Exercise description ▸
Could you copy the lines below exactly, leaving none out?

(Data supplied begins)

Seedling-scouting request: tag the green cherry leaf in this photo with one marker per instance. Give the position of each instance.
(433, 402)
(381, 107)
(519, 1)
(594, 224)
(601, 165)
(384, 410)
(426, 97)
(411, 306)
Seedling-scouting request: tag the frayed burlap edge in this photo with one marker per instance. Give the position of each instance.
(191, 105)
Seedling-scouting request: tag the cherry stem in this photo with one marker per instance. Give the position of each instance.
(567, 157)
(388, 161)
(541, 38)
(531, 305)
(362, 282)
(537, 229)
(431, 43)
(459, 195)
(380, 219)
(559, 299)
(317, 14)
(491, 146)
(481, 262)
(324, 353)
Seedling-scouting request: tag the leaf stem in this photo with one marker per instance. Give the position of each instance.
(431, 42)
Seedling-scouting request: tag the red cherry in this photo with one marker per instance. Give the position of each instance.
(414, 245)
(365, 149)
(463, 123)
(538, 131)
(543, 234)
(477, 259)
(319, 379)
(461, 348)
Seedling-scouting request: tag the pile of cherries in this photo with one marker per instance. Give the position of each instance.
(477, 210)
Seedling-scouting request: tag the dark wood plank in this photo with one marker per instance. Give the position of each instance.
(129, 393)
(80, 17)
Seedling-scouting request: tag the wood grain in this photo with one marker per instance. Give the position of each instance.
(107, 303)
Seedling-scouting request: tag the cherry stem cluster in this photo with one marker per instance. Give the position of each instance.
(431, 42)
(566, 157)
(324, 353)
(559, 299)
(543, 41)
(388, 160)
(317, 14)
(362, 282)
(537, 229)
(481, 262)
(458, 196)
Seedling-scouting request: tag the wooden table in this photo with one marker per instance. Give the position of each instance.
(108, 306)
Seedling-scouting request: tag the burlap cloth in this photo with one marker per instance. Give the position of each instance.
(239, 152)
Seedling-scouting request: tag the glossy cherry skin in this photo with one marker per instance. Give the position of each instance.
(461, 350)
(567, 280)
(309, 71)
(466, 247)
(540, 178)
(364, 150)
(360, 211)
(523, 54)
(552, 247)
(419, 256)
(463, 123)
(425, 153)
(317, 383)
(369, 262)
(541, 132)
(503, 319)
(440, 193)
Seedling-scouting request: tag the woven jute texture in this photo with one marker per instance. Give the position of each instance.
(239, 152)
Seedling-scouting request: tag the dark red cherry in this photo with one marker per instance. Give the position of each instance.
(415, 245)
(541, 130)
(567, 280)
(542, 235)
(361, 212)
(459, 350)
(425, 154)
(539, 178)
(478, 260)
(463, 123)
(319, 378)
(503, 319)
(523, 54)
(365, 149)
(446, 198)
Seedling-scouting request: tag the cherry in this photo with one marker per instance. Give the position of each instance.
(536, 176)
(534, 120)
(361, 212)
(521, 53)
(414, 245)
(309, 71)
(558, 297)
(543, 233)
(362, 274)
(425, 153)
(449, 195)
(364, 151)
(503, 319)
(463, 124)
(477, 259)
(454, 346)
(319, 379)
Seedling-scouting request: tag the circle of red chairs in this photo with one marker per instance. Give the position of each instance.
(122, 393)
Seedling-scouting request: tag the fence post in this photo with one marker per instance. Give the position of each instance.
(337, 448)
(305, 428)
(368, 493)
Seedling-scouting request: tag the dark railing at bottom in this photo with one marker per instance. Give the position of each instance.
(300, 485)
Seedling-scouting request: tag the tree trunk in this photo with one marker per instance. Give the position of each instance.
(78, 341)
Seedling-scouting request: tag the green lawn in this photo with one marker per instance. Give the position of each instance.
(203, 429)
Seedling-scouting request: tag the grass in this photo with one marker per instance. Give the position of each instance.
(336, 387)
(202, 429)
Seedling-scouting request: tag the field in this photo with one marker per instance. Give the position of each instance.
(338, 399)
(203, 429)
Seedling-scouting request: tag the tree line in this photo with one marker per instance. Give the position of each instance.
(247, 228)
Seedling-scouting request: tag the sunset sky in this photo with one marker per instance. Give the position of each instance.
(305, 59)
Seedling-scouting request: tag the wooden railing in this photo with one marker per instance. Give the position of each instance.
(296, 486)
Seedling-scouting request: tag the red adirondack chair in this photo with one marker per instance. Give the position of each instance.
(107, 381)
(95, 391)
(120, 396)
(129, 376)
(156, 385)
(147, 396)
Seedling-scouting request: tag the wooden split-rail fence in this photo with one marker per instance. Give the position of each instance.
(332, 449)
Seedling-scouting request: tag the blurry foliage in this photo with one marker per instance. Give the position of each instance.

(Data supplied ends)

Response area ▸
Seedling-scouting request: tag the green cherry leaf in this photo with one marker per instance. Give the position of each instance.
(433, 402)
(381, 107)
(519, 1)
(594, 224)
(601, 165)
(384, 410)
(426, 97)
(411, 306)
Seedling-scouting request: tag the frayed burlap edge in this photo with one marker per instance. Give the position of each instance.
(191, 105)
Seedling-scouting request: tag the cherry stem in this photo with one marker per instance. Give the position of each instance.
(567, 157)
(388, 161)
(541, 38)
(531, 305)
(362, 282)
(537, 229)
(431, 43)
(459, 195)
(380, 219)
(559, 299)
(317, 14)
(491, 146)
(481, 262)
(324, 353)
Seedling-scouting request: tag the leaf stem in this photo with one marker per instance. Give the position of each instance.
(431, 42)
Seedling-scouting request: tag the red cherry in this photo with one marker per instance. Give the position of each instance.
(414, 245)
(365, 149)
(463, 123)
(538, 131)
(543, 234)
(477, 259)
(319, 379)
(461, 348)
Seedling-scouting request: tag the pile of cherries in this photo with one marker per instance. Give the position of each instance.
(477, 210)
Seedling-scouting request: tag the dark wood plank in this photo with one marker per instance. Give the position of each instance.
(129, 393)
(80, 17)
Seedling-scouting request: tag the wood grain in this photo with one marker per instance. Give the position of each instance.
(107, 303)
Seedling-scouting request: tag the cherry stem cluster in this photo with one marker per instance. Give the position of each instance.
(431, 42)
(566, 157)
(324, 353)
(559, 299)
(543, 41)
(388, 160)
(317, 14)
(362, 282)
(537, 229)
(481, 262)
(458, 196)
Seedling-scouting request: tag the wooden table in this photo with one marker per instance. Give the position of each instance.
(108, 306)
Seedling-scouting request: tag the burlap cloth in this photo with one marker per instance. Give the position of each instance.
(239, 152)
Seedling-scouting request: tag the glossy cherry skin in this photo with one marker per instance. Give the position of each instance.
(461, 350)
(567, 280)
(309, 71)
(466, 247)
(540, 178)
(364, 150)
(360, 211)
(523, 54)
(552, 247)
(419, 256)
(463, 123)
(425, 153)
(317, 383)
(369, 262)
(541, 132)
(503, 319)
(440, 193)
Seedling-scouting request: tag the woven jute texture in this photo with one marker per instance. Give the position of each instance.
(239, 152)
Seedling-scouting request: tag the dark red cherry in this photo with one marker per instance. Give the position of each instance.
(415, 245)
(541, 130)
(567, 280)
(542, 235)
(361, 212)
(459, 350)
(425, 154)
(539, 178)
(478, 260)
(463, 123)
(319, 378)
(503, 319)
(523, 54)
(365, 149)
(446, 198)
Seedling-scouting request: tag the cherry in this photo with one marker per instance. Give the position of each instance.
(536, 176)
(534, 120)
(361, 212)
(521, 53)
(414, 245)
(309, 71)
(558, 297)
(543, 233)
(362, 274)
(425, 153)
(449, 195)
(364, 151)
(503, 319)
(463, 124)
(477, 259)
(454, 346)
(319, 379)
Seedling-scouting request: tag the circle of red chairs in this photo with one marker per instance. Give the position of each instance.
(122, 393)
Seedling-scouting request: tag the fence post in this photo with one marker per instance. Give the position of each instance.
(337, 448)
(305, 428)
(368, 493)
Seedling-scouting request: tag the dark railing at bottom in this photo with one marker per instance. Give the position of each instance.
(300, 485)
Seedling-scouting request: tag the tree trunk in this photo with one marker per instance. Give the position of each instance.
(78, 341)
Seedling-scouting request: tag the green lawn in this photo with one marker per instance. Give the position of each instance.
(203, 429)
Seedling-scouting request: tag the grass in this photo with one marker per instance. Give the position of each instance.
(336, 387)
(202, 429)
Seedling-scouting request: tag the field in this photo with one marker per instance. Give the position of each instance.
(338, 399)
(203, 429)
Seedling-scouting request: tag the tree line in this photo with one marker per instance. Give the position of each instance.
(247, 228)
Seedling-scouting request: tag the sunset sky in this photo with one marker per instance. Give the position of each instance.
(305, 59)
Seedling-scouting request: tag the wooden railing in this photo with one marker per instance. Give the position of each instance.
(296, 486)
Seedling-scouting request: tag the red adirondack chair in this photo with one marker per instance. Give the position of each instance.
(107, 381)
(95, 391)
(120, 396)
(129, 376)
(156, 385)
(147, 396)
Seedling-scouting request: tag the wooden split-rail fence in this photo with one marker per instance. Give the position of each instance.
(332, 449)
Seedling-scouting request: tag the blurry foliage in this photo with one marker per instance. Give the position of each instance.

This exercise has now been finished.